• [Work to be completed] From the first line to the last, retype everything below exactly, minus the pictures.

======== Exercise input

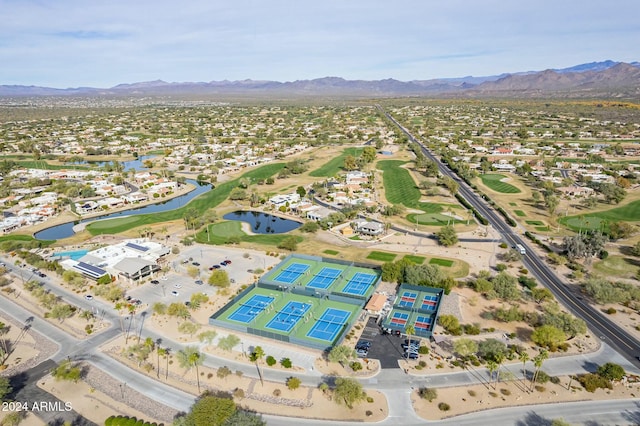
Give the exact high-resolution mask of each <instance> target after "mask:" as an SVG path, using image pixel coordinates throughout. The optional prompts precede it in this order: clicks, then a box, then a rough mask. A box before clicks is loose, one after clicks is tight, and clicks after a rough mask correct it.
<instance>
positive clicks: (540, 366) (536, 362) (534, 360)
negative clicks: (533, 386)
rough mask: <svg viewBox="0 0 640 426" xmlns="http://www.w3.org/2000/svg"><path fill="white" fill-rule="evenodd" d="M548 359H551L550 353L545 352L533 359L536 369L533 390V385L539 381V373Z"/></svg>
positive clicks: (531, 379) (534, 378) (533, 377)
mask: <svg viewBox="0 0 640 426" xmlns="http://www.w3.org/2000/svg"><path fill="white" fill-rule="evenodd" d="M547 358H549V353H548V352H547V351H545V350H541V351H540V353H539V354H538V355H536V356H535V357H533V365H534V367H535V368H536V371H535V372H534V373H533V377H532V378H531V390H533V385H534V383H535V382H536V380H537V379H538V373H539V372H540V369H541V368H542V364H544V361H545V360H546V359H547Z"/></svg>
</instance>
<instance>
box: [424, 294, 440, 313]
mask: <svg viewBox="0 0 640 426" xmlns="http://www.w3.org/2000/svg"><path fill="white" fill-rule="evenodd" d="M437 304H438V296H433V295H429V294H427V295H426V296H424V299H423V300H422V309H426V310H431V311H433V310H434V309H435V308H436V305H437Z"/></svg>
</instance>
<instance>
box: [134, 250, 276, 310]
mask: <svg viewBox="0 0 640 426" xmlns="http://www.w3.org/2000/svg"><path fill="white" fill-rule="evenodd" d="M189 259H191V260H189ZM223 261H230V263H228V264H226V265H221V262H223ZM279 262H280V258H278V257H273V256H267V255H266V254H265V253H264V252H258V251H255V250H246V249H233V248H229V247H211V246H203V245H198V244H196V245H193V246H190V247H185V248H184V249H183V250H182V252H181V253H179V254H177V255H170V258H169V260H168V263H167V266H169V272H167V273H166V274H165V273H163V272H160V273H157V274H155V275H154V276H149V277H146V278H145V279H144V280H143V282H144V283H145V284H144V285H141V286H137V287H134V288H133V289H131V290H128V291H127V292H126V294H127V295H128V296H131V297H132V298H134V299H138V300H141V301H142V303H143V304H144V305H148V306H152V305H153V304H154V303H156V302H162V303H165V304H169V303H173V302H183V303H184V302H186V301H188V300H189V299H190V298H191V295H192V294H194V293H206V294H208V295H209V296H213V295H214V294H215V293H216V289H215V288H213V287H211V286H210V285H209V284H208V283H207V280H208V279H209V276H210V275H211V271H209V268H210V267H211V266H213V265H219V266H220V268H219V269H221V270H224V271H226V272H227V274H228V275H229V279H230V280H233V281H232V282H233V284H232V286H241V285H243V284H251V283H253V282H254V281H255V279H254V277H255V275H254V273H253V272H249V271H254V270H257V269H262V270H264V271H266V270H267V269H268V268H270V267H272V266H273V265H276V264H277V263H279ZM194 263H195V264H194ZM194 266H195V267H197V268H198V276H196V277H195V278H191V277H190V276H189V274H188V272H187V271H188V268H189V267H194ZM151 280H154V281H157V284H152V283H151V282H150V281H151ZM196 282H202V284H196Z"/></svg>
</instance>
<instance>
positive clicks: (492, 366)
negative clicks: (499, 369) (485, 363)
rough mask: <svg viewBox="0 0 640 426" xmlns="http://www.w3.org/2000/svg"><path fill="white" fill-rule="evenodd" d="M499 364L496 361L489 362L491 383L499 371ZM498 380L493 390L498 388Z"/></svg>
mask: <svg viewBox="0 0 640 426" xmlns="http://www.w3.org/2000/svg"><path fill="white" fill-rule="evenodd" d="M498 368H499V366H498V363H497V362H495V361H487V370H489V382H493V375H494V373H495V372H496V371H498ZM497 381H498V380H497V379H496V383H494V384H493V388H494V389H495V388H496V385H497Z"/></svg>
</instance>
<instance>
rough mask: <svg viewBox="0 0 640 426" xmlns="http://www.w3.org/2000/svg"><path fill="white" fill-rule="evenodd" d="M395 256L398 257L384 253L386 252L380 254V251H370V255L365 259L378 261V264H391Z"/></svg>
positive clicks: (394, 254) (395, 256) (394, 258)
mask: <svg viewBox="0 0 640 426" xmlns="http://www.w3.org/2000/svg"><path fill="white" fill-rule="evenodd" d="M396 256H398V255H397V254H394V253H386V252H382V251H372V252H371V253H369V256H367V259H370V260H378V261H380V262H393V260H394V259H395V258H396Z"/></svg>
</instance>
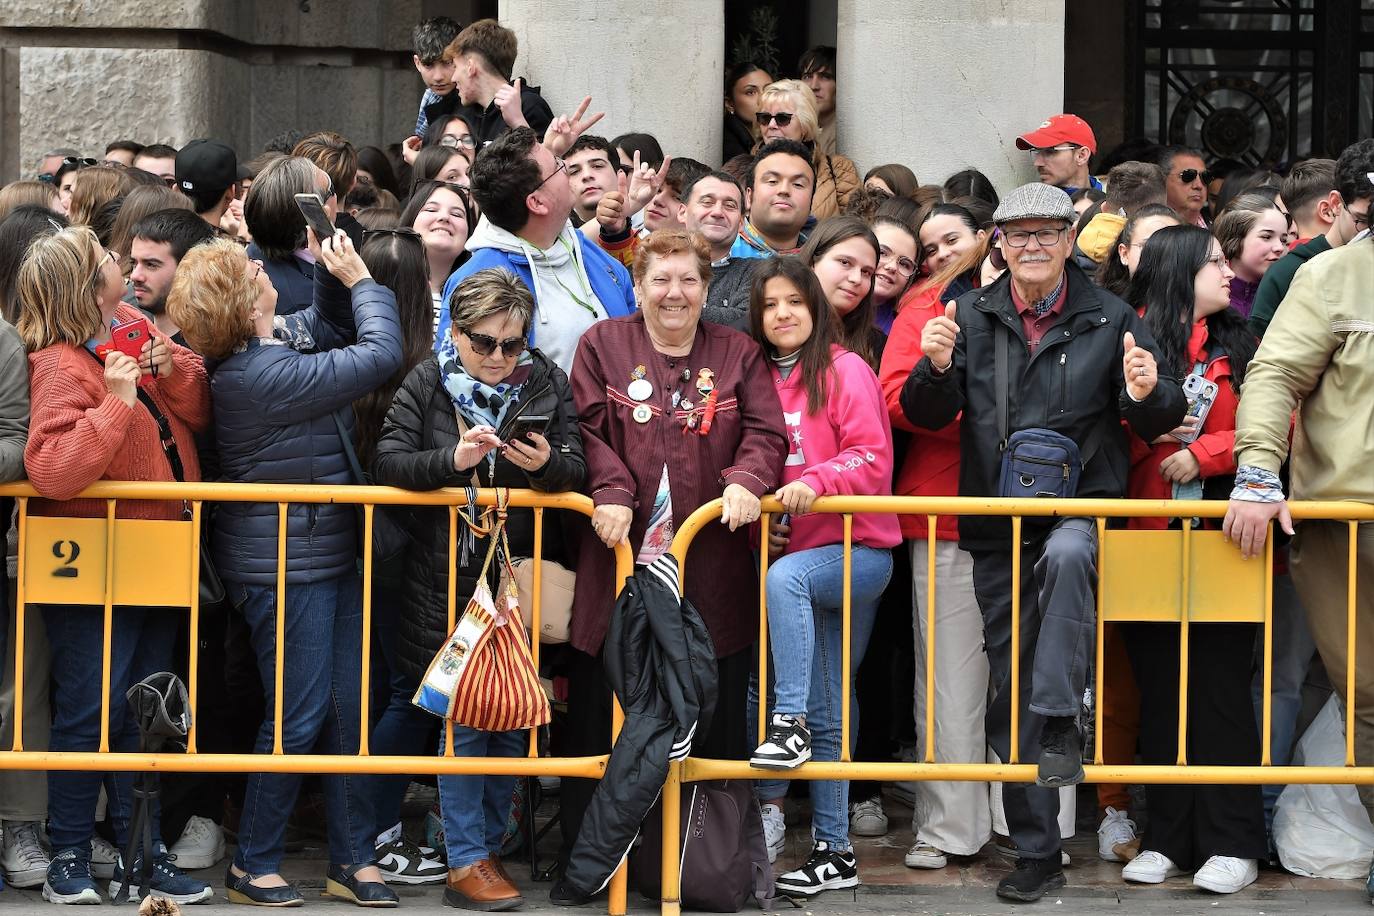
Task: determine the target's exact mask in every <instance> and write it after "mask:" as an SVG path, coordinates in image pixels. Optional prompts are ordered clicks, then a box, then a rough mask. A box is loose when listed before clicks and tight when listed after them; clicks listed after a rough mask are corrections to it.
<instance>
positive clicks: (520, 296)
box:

================

• [Answer area]
Give the exact high-resolution mask of each <instance> target after "mask:" as an SVG path, using image pixel coordinates throughout. The optional prompts precede it in this order: clicks, then a box, then a rough mask. A box before clicks is loose, one after clicks is tight, and clicks after a rough mask correct it.
<instance>
positive clicks: (540, 366) (536, 362) (534, 360)
negative clicks: (533, 386)
rough mask: <svg viewBox="0 0 640 426" xmlns="http://www.w3.org/2000/svg"><path fill="white" fill-rule="evenodd" d="M548 359H551L550 353L545 352L533 359L536 369L533 390V385L539 381V373Z"/></svg>
positive clicks: (531, 379) (534, 378) (533, 377)
mask: <svg viewBox="0 0 640 426" xmlns="http://www.w3.org/2000/svg"><path fill="white" fill-rule="evenodd" d="M547 358H549V353H548V352H547V351H545V350H541V351H540V353H539V354H538V355H536V356H535V357H533V365H534V367H535V368H536V371H535V372H534V373H533V377H532V378H531V390H533V385H534V383H535V382H536V380H537V379H538V373H539V372H540V369H541V368H542V364H544V361H545V360H546V359H547Z"/></svg>
</instance>
<instance>
box: [424, 294, 440, 313]
mask: <svg viewBox="0 0 640 426" xmlns="http://www.w3.org/2000/svg"><path fill="white" fill-rule="evenodd" d="M437 304H438V296H433V295H429V294H427V295H426V296H424V299H423V300H422V309H426V310H431V311H433V310H434V309H435V308H436V305H437Z"/></svg>
</instance>
<instance>
box: [134, 250, 276, 310]
mask: <svg viewBox="0 0 640 426" xmlns="http://www.w3.org/2000/svg"><path fill="white" fill-rule="evenodd" d="M189 259H191V260H189ZM223 261H230V263H228V264H226V265H221V262H223ZM279 262H280V258H278V257H273V256H267V255H266V254H265V253H264V252H258V251H255V250H246V249H233V248H229V247H211V246H203V245H198V244H196V245H193V246H190V247H185V248H184V249H183V250H182V252H181V253H179V254H177V255H170V258H169V260H168V263H167V266H169V272H167V273H166V274H165V273H163V272H160V273H157V274H155V275H154V276H149V277H146V278H145V279H144V280H143V282H144V283H145V284H144V285H141V286H137V287H134V288H133V289H131V290H128V291H127V292H126V294H127V295H128V296H131V297H132V298H134V299H138V300H141V301H142V303H143V304H144V305H148V306H152V305H153V304H154V303H156V302H162V303H165V304H169V303H173V302H183V303H184V302H186V301H188V300H189V299H190V298H191V295H192V294H194V293H206V294H208V295H209V296H213V295H214V294H215V293H216V289H215V288H213V287H211V286H210V285H209V284H208V283H207V280H208V279H209V276H210V275H211V271H209V268H210V267H211V266H213V265H219V266H220V268H219V269H221V270H224V271H226V272H227V274H228V275H229V279H230V280H233V281H232V282H233V284H232V286H241V285H243V284H251V283H253V282H254V281H255V279H254V277H255V275H254V273H253V272H249V271H254V270H257V269H262V270H264V271H266V270H267V269H268V268H270V267H272V266H273V265H276V264H277V263H279ZM194 263H195V264H194ZM194 266H195V267H197V268H198V276H196V277H195V278H191V277H190V276H189V274H188V272H187V271H188V268H189V267H194ZM151 280H154V281H157V284H152V283H151V282H150V281H151ZM196 282H202V284H196Z"/></svg>
</instance>
<instance>
positive clicks: (492, 366)
negative clicks: (499, 369) (485, 363)
rough mask: <svg viewBox="0 0 640 426" xmlns="http://www.w3.org/2000/svg"><path fill="white" fill-rule="evenodd" d="M499 364L496 361L489 362L491 383L499 371ZM498 380L493 390L498 388Z"/></svg>
mask: <svg viewBox="0 0 640 426" xmlns="http://www.w3.org/2000/svg"><path fill="white" fill-rule="evenodd" d="M498 368H499V366H498V363H497V362H495V361H487V370H489V382H493V375H494V373H495V372H496V371H498ZM497 381H498V380H497V379H496V383H494V384H493V388H494V389H495V388H496V385H497Z"/></svg>
</instance>
<instance>
rough mask: <svg viewBox="0 0 640 426" xmlns="http://www.w3.org/2000/svg"><path fill="white" fill-rule="evenodd" d="M395 256L398 257L384 253L386 252L380 254V251H370V255L365 259L378 261V264H391Z"/></svg>
positive clicks: (394, 254) (395, 256) (394, 258)
mask: <svg viewBox="0 0 640 426" xmlns="http://www.w3.org/2000/svg"><path fill="white" fill-rule="evenodd" d="M396 256H398V255H397V254H394V253H386V252H382V251H372V252H371V253H369V256H367V259H370V260H378V261H380V262H393V260H394V259H395V258H396Z"/></svg>
</instance>
Task: determine the target's exact mask in every <instance> and write it after "mask:" as an SVG path, coordinates in image pixels. Optional prompts are ordered clicks, then a box, then a rough mask. A box is loose when listed before clicks and tight when listed after them; clicks listed after a rough mask are corrections to it.
<instance>
positive clicks: (520, 296)
box:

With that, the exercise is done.